Another aspect that might be affecting you is if you upgraded from smaller tires to 35" tires you will find that the 35's don't need as much air pressure to carry the weight of the Jeep. Larger tires typically need less air pressure to carry the same amount of weight. Usually with 35's you want 30 psi or less in the tires, I find 28psi works well for me, but exactly how low would depend in part on what tires and what their load range is.
As @Zachattack50 said, the steering stabilizer is just a band-aid. It can help hide bad steering, but it is better to actually fix steering issues. You should be able to drive down the road without a steering stabilizer and be fine. If you can't, something is not right.
Very interesting. Thank you for explaining that so clearly
Any change in suspension that increases the ride height would reduce the caster. Caster is what makes your Jeep stable, what makes it want to drive straight. Too little caster leads to stability issues and faster steering. So it sounds like you have some of that. As @Woosah said, an easy way to add caster back is to install a set of Mopar longer lower control arms.

- _ENTRIES PROVIDED_
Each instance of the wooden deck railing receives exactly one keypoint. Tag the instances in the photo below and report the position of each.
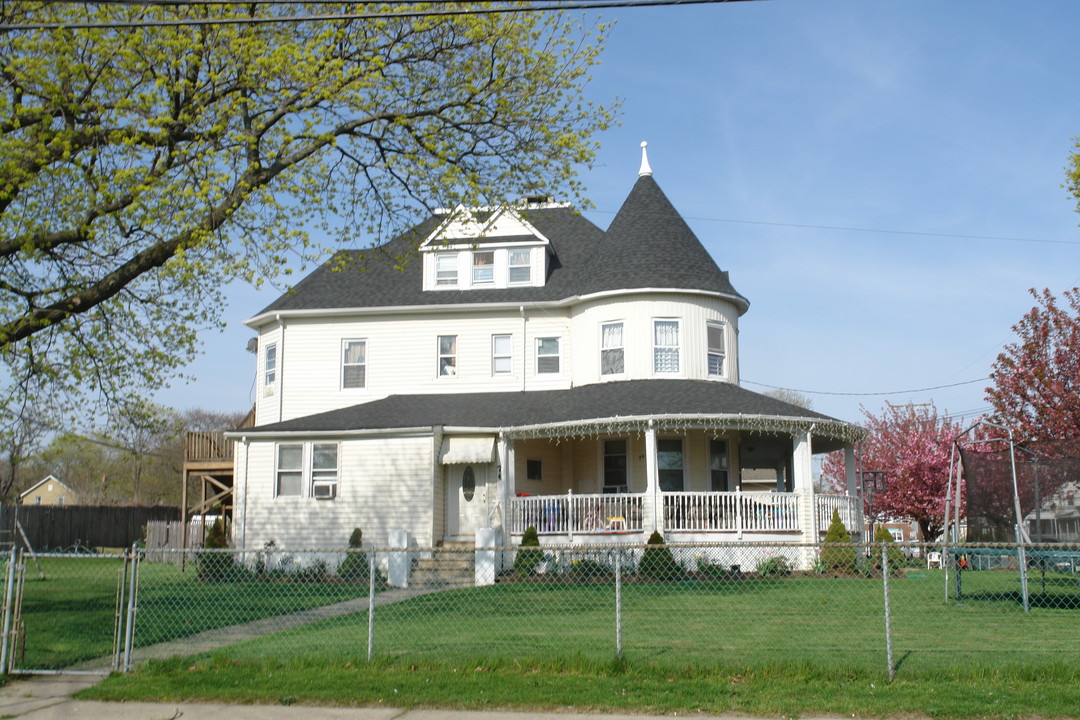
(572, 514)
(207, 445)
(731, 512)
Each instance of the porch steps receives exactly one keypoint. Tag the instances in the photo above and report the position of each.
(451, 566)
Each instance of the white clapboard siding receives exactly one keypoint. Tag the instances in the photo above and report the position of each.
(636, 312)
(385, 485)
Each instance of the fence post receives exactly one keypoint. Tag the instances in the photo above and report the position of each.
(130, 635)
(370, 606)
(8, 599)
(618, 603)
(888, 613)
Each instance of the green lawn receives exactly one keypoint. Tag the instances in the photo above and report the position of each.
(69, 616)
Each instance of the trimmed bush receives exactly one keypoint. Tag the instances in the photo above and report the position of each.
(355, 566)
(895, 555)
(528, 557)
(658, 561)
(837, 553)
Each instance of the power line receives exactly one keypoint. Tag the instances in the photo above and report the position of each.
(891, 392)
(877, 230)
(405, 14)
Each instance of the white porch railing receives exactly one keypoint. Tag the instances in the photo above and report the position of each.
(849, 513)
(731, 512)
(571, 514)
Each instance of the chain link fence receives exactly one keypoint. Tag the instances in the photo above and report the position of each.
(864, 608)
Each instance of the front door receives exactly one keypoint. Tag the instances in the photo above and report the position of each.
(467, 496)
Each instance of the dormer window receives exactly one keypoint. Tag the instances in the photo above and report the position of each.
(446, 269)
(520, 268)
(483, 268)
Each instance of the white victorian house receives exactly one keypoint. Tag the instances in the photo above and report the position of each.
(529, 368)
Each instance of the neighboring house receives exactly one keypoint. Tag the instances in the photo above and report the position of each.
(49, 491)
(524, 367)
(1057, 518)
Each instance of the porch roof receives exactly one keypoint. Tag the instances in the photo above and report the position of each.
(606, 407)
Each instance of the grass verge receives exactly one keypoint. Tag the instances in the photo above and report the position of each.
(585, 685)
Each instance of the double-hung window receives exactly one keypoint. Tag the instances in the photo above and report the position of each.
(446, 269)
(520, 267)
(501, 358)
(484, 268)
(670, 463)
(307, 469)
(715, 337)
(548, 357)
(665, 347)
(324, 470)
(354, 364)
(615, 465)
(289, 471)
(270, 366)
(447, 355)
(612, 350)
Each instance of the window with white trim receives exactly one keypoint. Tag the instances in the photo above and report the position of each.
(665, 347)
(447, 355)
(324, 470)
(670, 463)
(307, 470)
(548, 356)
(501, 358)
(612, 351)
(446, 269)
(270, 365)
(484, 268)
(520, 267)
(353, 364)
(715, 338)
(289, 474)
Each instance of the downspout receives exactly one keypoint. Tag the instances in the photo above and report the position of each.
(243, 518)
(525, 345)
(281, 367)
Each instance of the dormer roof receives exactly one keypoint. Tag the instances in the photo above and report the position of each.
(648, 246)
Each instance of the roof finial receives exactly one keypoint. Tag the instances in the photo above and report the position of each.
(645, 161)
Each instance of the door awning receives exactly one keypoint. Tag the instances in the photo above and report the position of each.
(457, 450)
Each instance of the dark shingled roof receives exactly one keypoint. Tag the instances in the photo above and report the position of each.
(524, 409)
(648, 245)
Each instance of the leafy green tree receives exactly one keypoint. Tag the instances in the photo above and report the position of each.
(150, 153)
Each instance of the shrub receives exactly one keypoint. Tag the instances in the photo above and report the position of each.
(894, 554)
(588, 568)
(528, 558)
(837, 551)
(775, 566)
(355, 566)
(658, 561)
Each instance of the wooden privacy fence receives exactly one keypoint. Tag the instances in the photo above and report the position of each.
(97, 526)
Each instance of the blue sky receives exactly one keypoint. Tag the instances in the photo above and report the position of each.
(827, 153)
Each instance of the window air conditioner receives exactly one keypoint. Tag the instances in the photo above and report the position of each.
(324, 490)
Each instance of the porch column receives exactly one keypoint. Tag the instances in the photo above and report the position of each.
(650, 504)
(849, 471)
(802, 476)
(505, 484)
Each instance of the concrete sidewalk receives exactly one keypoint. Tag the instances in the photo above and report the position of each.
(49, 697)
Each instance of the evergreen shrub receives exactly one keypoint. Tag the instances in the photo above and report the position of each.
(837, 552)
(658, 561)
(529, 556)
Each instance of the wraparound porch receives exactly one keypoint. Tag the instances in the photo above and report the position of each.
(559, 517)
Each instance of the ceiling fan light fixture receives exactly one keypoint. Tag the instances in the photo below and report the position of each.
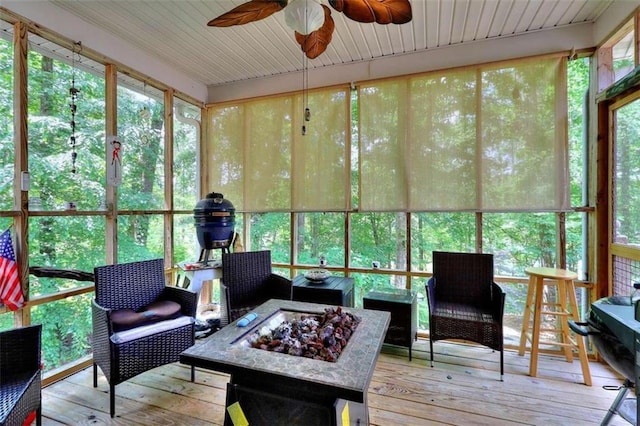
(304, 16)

- _TASK DESCRIPTION_
Quote the Jeep forum thread word for word from "As @Zachattack50 said, the" up to and including "lower control arms.". The items have nothing to do with the Jeep forum thread.

- _FINISHED TASK_
As @Zachattack50 said, the steering stabilizer is just a band-aid. It can help hide bad steering, but it is better to actually fix steering issues. You should be able to drive down the road without a steering stabilizer and be fine. If you can't, something is not right.
Very interesting. Thank you for explaining that so clearly
Any change in suspension that increases the ride height would reduce the caster. Caster is what makes your Jeep stable, what makes it want to drive straight. Too little caster leads to stability issues and faster steering. So it sounds like you have some of that. As @Woosah said, an easy way to add caster back is to install a set of Mopar longer lower control arms.